(Point labeling dataset excerpts)
· · ·

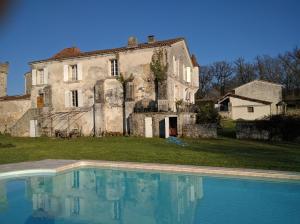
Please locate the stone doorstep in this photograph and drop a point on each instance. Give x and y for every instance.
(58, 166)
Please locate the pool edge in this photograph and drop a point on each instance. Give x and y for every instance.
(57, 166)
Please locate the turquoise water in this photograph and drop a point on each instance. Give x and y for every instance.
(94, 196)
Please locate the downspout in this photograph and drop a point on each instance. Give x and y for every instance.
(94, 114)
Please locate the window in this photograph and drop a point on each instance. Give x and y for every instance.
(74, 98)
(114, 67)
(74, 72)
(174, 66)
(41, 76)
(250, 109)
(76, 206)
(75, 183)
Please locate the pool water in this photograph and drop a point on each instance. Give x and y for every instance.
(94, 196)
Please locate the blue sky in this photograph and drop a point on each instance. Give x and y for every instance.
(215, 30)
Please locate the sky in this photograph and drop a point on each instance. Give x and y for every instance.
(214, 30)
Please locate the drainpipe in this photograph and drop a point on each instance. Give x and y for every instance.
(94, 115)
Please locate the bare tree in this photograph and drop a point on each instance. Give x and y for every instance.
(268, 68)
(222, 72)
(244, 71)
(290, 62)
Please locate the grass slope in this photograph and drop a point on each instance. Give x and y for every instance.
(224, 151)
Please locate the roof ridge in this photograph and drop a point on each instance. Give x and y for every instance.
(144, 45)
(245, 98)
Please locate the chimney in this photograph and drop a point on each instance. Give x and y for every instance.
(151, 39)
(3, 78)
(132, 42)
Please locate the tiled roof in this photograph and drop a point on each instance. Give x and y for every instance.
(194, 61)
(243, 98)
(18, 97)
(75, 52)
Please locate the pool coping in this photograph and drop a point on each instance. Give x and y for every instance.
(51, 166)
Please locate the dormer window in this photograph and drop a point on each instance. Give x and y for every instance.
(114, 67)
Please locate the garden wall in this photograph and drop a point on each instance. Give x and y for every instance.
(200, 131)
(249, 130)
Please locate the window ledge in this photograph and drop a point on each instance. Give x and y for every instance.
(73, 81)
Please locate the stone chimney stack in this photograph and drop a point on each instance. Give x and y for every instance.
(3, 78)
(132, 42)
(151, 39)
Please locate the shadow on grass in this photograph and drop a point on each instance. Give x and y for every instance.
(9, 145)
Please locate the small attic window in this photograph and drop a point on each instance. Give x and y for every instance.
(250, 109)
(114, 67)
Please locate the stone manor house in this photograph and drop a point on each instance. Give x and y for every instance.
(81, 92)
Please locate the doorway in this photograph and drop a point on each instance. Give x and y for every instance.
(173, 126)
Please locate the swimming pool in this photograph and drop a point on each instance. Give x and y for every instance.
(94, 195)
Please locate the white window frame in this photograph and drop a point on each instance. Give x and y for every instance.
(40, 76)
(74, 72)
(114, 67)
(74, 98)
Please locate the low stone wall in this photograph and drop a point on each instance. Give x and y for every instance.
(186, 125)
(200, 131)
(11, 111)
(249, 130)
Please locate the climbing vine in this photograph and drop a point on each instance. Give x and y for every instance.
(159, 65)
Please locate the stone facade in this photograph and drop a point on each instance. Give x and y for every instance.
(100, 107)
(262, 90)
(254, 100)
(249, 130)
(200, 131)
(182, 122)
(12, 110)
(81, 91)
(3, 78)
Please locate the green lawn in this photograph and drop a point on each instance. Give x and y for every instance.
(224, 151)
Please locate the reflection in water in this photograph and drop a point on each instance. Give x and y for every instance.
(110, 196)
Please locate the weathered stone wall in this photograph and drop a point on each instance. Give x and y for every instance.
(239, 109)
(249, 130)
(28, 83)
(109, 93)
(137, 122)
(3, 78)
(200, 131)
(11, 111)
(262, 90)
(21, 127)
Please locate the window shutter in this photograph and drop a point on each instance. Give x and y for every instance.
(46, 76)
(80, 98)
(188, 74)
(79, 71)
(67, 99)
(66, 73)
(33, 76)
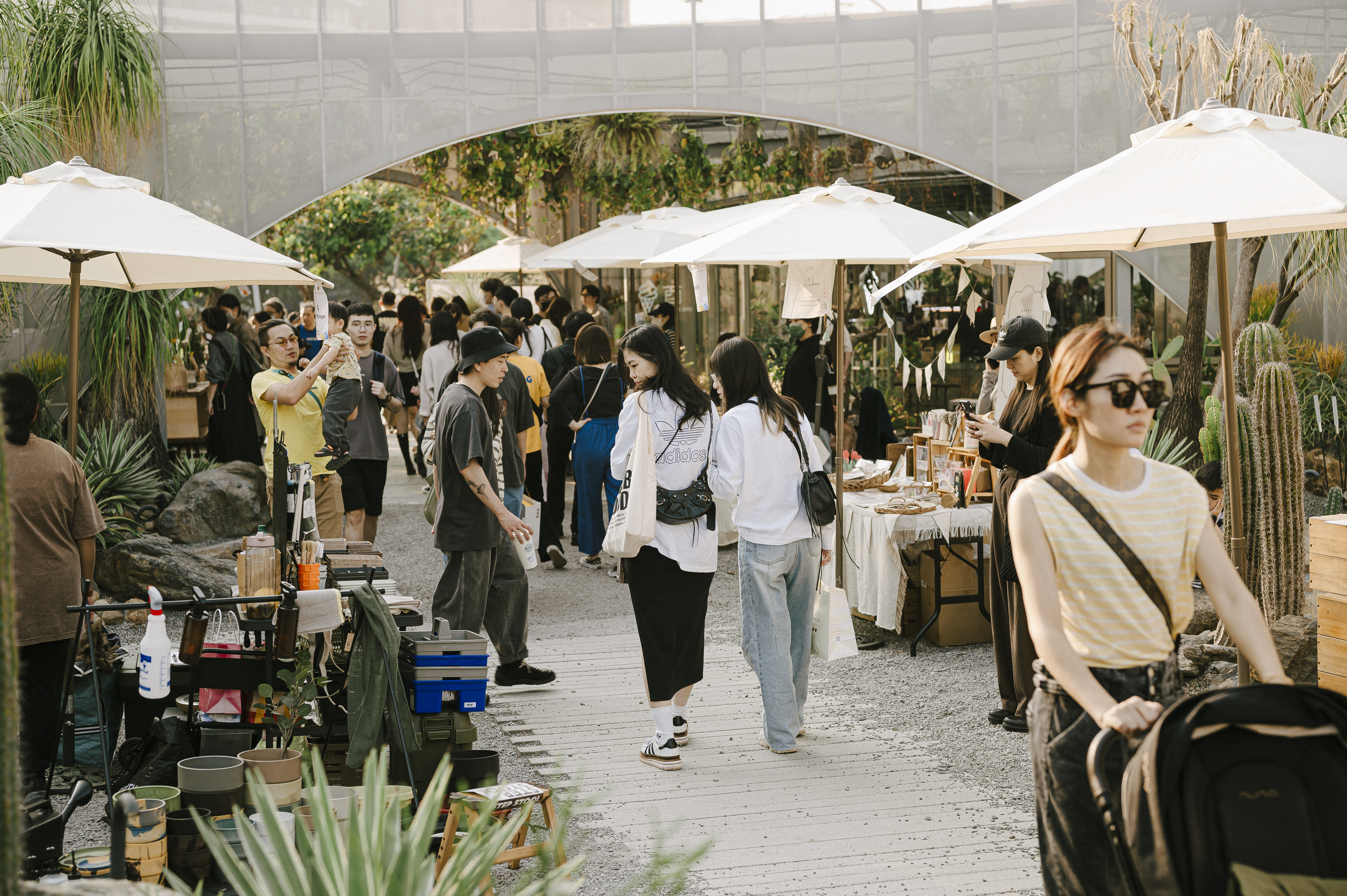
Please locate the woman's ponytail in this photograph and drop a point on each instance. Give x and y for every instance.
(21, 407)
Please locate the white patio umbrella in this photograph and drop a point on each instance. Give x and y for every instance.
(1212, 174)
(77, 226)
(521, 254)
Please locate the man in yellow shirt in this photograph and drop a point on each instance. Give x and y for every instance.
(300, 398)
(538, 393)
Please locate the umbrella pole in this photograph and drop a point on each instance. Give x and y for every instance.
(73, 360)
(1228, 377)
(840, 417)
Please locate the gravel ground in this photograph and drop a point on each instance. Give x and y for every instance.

· · ·

Each line of the data should be quoted exactly, with pictures left out.

» COMPLETED EXERCISE
Please locate the stone doorstep in this photograph and drop a point on each instance. Give x and y for every instance.
(58, 166)
Please locate the pool edge in this photograph and drop a point on each instance. Give x and y for every instance.
(57, 166)
Please locate the turquoise water in this photograph and drop a point on each instance. Give x and y for every instance.
(94, 196)
Please locate the downspout in this photograph and drop a point on each instance. Give x and y for every instance.
(94, 114)
Please locate the window in this photograph and drop a point on each instance. Give x and y for every instance.
(74, 98)
(114, 67)
(74, 72)
(174, 66)
(41, 76)
(250, 109)
(76, 206)
(75, 183)
Please locate the pool water in this photograph and drop a point on each instance. Give x and y for every instance.
(94, 196)
Please locate the blue sky in this photograph and drop a point on each instance. Give x and y for every instance.
(215, 30)
Please locate the sky in this photograph and drop a point on each instance. Give x and y for every instance.
(214, 30)
Please locate the drainpipe in this photograph and drop a point on each instance. Give x and y for every instance.
(94, 115)
Please locate the bare tree in this photograph and drop a point on each instance. Give x and y for every instance.
(268, 68)
(222, 72)
(244, 71)
(290, 62)
Please locate the grass slope in this photograph and drop a point on each instance. Give x and y for every instance.
(224, 151)
Please locate the roof ridge in this photograph and drop a point on each instance. Give x and y for every instance.
(144, 45)
(245, 98)
Please locate the chimney in this photograph and drop a point on each instance. Give x and y for every instance.
(151, 39)
(3, 78)
(132, 42)
Please locate the tiled roof in this photograph and drop a point on each instance. Give x and y for every instance.
(194, 61)
(243, 98)
(18, 97)
(75, 52)
Please locate the pool coping in this photograph and drop a point on each instance. Give x and y for every instance.
(51, 166)
Please locate the dormer window in this photograph and drop a point on each instance. Give x and y for every instance.
(114, 67)
Please locate the garden wall in this photograph and drop a point on each instance. Give x and y for every instance.
(200, 131)
(249, 130)
Please locate the window ledge in this photograph and drop a point on each instance. Give x and y for every instance.
(73, 81)
Please locate the stone chimney stack in this photograph and drop a point on each instance. Give x and y for every instance.
(3, 78)
(132, 42)
(151, 39)
Please locate the shadow on grass in this photograph and drop a point on each instance. Give x and y for every instance.
(9, 145)
Please locate the small attic window in this photograph and drop a point on each instance. Give x and y for every instance.
(250, 109)
(114, 67)
Please locate the stone manor house in this photograph and drop a point on each instance. Give x and y for every instance.
(81, 92)
Please locate the doorway in this photograph and drop a point on each instance. Give x and y for every instance.
(173, 126)
Please locate the swimming pool in this photograph and drop a point on each instance. Give x and y for every instance.
(94, 195)
Please locate the white window frame in this photograph and drop a point on each instance. Give x and y for every instance.
(40, 76)
(74, 72)
(114, 67)
(74, 98)
Please locate the low stone wall in this photograph and drop a point on each instance. Give x and y for every instance.
(186, 125)
(200, 131)
(11, 111)
(249, 130)
Please locate the climbing vine in this photograph and drop a point on each instance. Give x and y for every instance.
(159, 65)
Please locate the stone facade in this photograph and drop a point on each instance. Give x and y for every instance.
(100, 107)
(262, 90)
(254, 100)
(249, 130)
(200, 131)
(182, 122)
(12, 110)
(81, 91)
(3, 78)
Please locate the green lawn in this photograph and drop a point on each instance. Give x and y for every instance.
(224, 151)
Please locate the reflection in water in this photograph and drop a point on each instance. Give x and y for every instance.
(110, 196)
Please locate the weathered stone wall in this photograph and drop a point on each instance. Give x and y for every instance.
(239, 109)
(249, 130)
(28, 83)
(109, 93)
(137, 122)
(3, 78)
(200, 131)
(11, 111)
(262, 90)
(21, 127)
Please locate the window shutter in this photograph and drop a point on each instance. Give x and y for every instance.
(46, 76)
(80, 98)
(188, 74)
(79, 71)
(67, 99)
(66, 73)
(33, 76)
Please locate the woman's ponytail in this photograph and drop a point on each instance. Give x and y for every instance.
(21, 407)
Please locate the white patio umbrella in this photograph and drop a point on each instance. Give x and y for every instance.
(1212, 174)
(77, 226)
(521, 254)
Please locate the man in yellow shirt in this photograph and drop a point on each instance. Give x and y for every instance.
(300, 398)
(538, 393)
Please locate the umbrella pole in this photograph and drop a point on each instance. Give x and y for every instance.
(73, 360)
(1228, 377)
(840, 417)
Please locate the gravel ground in this photograph and drop a point on each instance. Give x and y for every instance.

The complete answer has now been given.